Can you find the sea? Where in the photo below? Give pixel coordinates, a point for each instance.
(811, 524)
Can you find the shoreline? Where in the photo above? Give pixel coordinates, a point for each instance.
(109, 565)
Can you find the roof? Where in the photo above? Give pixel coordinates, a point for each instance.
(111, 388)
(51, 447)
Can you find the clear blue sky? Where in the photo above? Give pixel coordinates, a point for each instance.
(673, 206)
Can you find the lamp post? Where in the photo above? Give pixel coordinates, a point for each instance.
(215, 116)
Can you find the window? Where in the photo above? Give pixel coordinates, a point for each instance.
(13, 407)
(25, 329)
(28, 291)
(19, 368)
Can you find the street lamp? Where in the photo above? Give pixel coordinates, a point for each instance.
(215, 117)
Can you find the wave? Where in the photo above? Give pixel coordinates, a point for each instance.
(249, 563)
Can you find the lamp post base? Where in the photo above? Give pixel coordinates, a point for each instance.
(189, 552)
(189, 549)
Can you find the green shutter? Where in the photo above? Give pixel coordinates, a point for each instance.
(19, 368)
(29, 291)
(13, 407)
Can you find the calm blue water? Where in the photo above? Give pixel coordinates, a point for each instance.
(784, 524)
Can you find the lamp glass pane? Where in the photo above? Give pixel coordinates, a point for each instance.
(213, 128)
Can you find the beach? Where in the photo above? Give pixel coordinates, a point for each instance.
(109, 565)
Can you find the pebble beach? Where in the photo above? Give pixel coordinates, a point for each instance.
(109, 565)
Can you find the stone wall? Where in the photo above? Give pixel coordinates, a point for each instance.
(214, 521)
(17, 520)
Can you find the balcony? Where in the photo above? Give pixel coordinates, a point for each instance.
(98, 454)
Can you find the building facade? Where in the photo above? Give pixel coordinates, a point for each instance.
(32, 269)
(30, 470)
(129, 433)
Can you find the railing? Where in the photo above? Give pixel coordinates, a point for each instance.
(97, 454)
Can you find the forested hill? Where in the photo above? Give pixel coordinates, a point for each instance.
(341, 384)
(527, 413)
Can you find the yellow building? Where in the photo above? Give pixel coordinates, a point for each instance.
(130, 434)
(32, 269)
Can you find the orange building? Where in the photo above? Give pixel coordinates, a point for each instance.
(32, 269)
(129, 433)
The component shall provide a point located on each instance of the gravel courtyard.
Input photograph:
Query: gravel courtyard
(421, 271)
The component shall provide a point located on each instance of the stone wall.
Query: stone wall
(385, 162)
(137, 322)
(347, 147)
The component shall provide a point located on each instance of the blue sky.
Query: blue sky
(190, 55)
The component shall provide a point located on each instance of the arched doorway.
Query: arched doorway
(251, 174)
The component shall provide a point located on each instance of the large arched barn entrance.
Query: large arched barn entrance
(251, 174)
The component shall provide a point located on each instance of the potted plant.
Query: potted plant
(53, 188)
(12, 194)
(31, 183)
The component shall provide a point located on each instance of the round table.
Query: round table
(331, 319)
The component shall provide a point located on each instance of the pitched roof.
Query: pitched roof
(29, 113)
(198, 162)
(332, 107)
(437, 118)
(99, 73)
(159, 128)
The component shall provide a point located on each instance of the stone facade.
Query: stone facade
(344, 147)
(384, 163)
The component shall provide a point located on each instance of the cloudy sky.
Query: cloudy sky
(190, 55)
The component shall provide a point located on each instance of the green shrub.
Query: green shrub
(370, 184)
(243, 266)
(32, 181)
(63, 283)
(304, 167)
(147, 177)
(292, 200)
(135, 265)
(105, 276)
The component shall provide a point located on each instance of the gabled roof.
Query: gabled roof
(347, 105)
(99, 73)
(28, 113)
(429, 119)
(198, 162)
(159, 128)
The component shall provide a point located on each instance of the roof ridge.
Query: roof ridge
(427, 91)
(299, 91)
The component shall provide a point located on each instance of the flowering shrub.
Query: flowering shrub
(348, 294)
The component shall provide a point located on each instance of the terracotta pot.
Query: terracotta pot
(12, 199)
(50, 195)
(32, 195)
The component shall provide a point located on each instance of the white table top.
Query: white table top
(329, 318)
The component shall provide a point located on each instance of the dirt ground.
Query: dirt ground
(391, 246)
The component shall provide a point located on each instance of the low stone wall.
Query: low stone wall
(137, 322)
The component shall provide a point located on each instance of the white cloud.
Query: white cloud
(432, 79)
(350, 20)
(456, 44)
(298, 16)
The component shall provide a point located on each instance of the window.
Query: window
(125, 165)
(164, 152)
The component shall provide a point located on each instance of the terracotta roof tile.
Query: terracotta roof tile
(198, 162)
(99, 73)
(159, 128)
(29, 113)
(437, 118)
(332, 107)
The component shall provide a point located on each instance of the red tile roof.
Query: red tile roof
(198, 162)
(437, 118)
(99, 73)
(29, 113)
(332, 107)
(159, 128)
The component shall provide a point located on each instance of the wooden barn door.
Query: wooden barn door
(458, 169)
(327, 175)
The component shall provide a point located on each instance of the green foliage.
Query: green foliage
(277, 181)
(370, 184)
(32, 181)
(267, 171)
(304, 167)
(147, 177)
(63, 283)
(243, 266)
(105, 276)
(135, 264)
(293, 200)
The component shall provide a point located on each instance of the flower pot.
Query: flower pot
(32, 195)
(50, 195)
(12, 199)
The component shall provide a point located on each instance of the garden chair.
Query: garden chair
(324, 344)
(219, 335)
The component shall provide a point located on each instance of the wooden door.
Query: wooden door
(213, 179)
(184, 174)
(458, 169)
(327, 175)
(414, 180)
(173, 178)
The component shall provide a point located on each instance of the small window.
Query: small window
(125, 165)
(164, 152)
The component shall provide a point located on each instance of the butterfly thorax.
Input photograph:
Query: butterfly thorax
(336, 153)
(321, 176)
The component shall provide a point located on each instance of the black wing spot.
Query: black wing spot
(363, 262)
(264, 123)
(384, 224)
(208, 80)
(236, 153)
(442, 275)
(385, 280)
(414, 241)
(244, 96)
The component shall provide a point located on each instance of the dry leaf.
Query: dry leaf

════════════════════

Every line above needs to be repeated exactly as shown.

Can you find the sea? Where in the photo below? Give pixel coordinates, a point for each instance.
(811, 524)
Can you find the shoreline? Where in the photo above? Give pixel coordinates, a point for each instance.
(109, 565)
Can you find the roof? Where in the photo above? Give pixel coordinates, a point for each instance.
(111, 388)
(51, 447)
Can you find the clear blue sky? Where in the photo above? Give pixel coordinates, a point for each instance.
(673, 206)
Can you find the lamp post? Where in the photo above? Give pixel coordinates, a point for each instance.
(215, 116)
Can you find the window? Where in the photo above? Give pixel coordinates, a point for each instance.
(13, 407)
(25, 329)
(28, 291)
(19, 368)
Can you find the street lamp? Where in the photo above? Give pixel coordinates, a point for each instance.
(215, 117)
Can you find the wave? Where in the photo above? Give pixel coordinates, a point for each instance.
(249, 563)
Can you find the lamp post base? Where in the photo above? Give pixel coordinates, a point for each instance.
(189, 552)
(189, 549)
Can you find the green shutter? Where in the photo above? Give pixel coordinates, a point for each instance.
(19, 368)
(29, 291)
(13, 407)
Can you find the calm blue water? Where in the photo above? Give pixel coordinates, a point for each instance.
(784, 524)
Can you find the lamp glass pane? Where in the photo above? Give pixel coordinates, a point for each instance.
(213, 128)
Can you find the beach? Where in the photo above? Give pixel coordinates, a point for each instance.
(109, 565)
Can you find the pebble beach? Where in the photo above? Give pixel coordinates, a point for each instance.
(109, 565)
Can you find the stone wall? Where in the photo above? Give pixel coordinates, a point for each instance.
(214, 521)
(17, 520)
Can you find the balcony? Where in the photo above? Give pixel coordinates, a point for each instance.
(98, 454)
Can you find the building facade? Where in the photo above? Give pixel coordinates, a point for each instance.
(32, 269)
(30, 470)
(129, 433)
Can you find the railing? Where in the photo above? Give pixel coordinates, a point for each instance.
(97, 454)
Can you find the forested hill? Where in the photo above? Give pixel coordinates, a point for each instance.
(341, 384)
(527, 413)
Can you find the yellow building? Where in the photo above? Give pixel coordinates, a point for each instance.
(130, 434)
(32, 269)
Can you find the orange building? Where in the photo above? Give pixel coordinates, a point for each instance.
(32, 269)
(129, 433)
The component shall provide a point located on each instance of the gravel courtyard.
Input photograph:
Query: gravel courtyard
(421, 271)
The component shall provide a point located on each instance of the stone wall.
Query: stone wall
(385, 162)
(137, 322)
(347, 147)
The component shall provide a point located on each instance of the blue sky.
Query: blue sky
(190, 55)
The component shall provide a point located on each instance of the arched doorway.
Query: arched doorway
(251, 174)
The component shall provide a point located on each instance of the large arched barn entrance.
Query: large arched barn entrance
(251, 174)
The component shall provide a point located on each instance of the potted plant.
Query: potted plant
(53, 188)
(12, 194)
(31, 183)
The component shall provide a point located on each instance of the round table.
Query: round table
(331, 319)
The component shall provide a point located on each instance of the pitched roof.
Query: pitched roof
(29, 113)
(198, 162)
(332, 107)
(437, 118)
(99, 73)
(159, 128)
The component shall provide a point located on each instance of the stone facade.
Query: stone facade
(344, 147)
(384, 163)
The component shall provide a point located on each instance of the cloudy sky.
Query: cloudy sky
(190, 55)
The component shall provide a point located on each instance of the green shrub.
Query: green shrub
(370, 184)
(243, 266)
(32, 181)
(63, 283)
(304, 167)
(147, 177)
(292, 200)
(135, 265)
(105, 276)
The component shall provide a point located on each instance of the gabled roof.
Query: gabled roof
(347, 105)
(99, 73)
(28, 113)
(429, 119)
(198, 162)
(159, 128)
The component shall provide a point located on each instance of the roof ridge.
Query: roof ridge
(427, 91)
(299, 91)
The component shall provide a point located on each instance of the flowering shrub.
Query: flowering shrub
(348, 294)
The component shall provide a point located on each instance of the terracotta pot.
Query: terracotta pot
(12, 199)
(50, 195)
(32, 195)
The component shall provide a point located on each instance of the white table top.
Query: white table top
(329, 318)
The component shall provide a point located on each instance of the dirt ground.
Query: dirt ground
(391, 246)
The component shall provide a point located on each instance of the low stone wall.
Query: low stone wall
(137, 322)
The component shall provide a point located on each instance of the white cloud.
Query: white cloud
(432, 79)
(350, 20)
(456, 44)
(298, 16)
The component shall provide a point located on each instance of the window.
Query: window
(125, 165)
(164, 152)
The component shall provide a point located on each instance of the terracotta roof tile.
Query: terracotta roof tile
(198, 162)
(99, 73)
(159, 128)
(29, 113)
(437, 118)
(332, 107)
The component shall provide a point located on each instance of the red tile roof.
Query: red tile roof
(198, 162)
(437, 118)
(99, 73)
(29, 113)
(332, 107)
(159, 128)
The component shall provide a point located on each instance of the wooden barn door.
Query: wooden barn door
(458, 169)
(327, 175)
The component shall provide a point located on each instance of the green foliage.
Query: green foliage
(277, 181)
(370, 184)
(32, 181)
(267, 171)
(304, 167)
(147, 177)
(63, 283)
(243, 266)
(105, 276)
(135, 264)
(293, 200)
The component shall provide a point located on each instance of the flower pot.
Query: flower pot
(32, 195)
(50, 195)
(12, 199)
The component shall provide a point located on each instance of the garden chair.
Query: garden chair
(324, 344)
(219, 335)
The component shall provide a point located on each instance of the wooden door.
Query: wooden door
(213, 179)
(184, 174)
(458, 169)
(327, 175)
(414, 180)
(173, 178)
The component shall provide a point located on each instance of the small window.
Query: small window
(125, 165)
(164, 152)
The component shall provide a point located on each instance of the butterfly thorax.
Input photograph:
Query: butterfly thorax
(336, 153)
(321, 176)
The component shall provide a point located on each instance of the black wing spot.
Query: black wing spot
(363, 262)
(264, 123)
(384, 224)
(208, 80)
(236, 153)
(442, 275)
(385, 280)
(414, 241)
(244, 96)
The component shall provide a point located on each instance of the dry leaf.
Query: dry leaf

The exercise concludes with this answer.